WHAT YOU NEED TO DO: Reproduce the stretch of the blog post on Tessa Hadley from "The story concerns" through "the titular abduction.".

Tessa Hadley on uncovering memory: do we really know our past?

tessa_hadley-copyright-mark-vessey-2015An Unboxed blog from Freya Turner, student blogger from the School of Literature, Drama and Creative Writing (University of East Anglia).

‘Let me take you back just a few years. It’s 2013, and the UEA Literary Festival is hosting authors such as Rose Tremain, Kazuo Ishiguro and Ian McEwan. Among them is the perhaps lesser-known Tessa Hadley (pictured right), making her first appearance at the festival. What immediately becomes apparent to the audience is her generosity and patience to treat them to a reading of one of her short stories, ‘An Abduction’, in its entirety. For those who aren’t familiar with the Literary Festival’s format, it very rarely happens that an author will read the entirety of one of their texts. For Hadley to somewhat rebel against this format only makes her appearance at the festival stand out more. Hadley has written several novels and short stories, which focus predominantly on family relationships and women. ‘The Abduction’ is no exception to this.

The story concerns a fifteen year-old girl living in Surrey in the nineteen-sixties, and it negotiates and complicates the relationships between childhood and adulthood, and trauma, time and memory. The story involves Oxford University students, women’s bodies, British suburbia, drugs and the titular abduction.

INFORMATION SHOWN:
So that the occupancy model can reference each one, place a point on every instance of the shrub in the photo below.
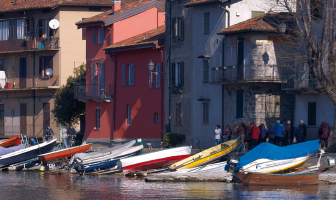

ANSWER TO THIS TASK:
The story concerns a fifteen year-old girl living in Surrey in the nineteen-sixties, and it negotiates and complicates the relationships between childhood and adulthood, and trauma, time and memory. The story involves Oxford University students, women’s bodies, British suburbia, drugs and the titular abduction.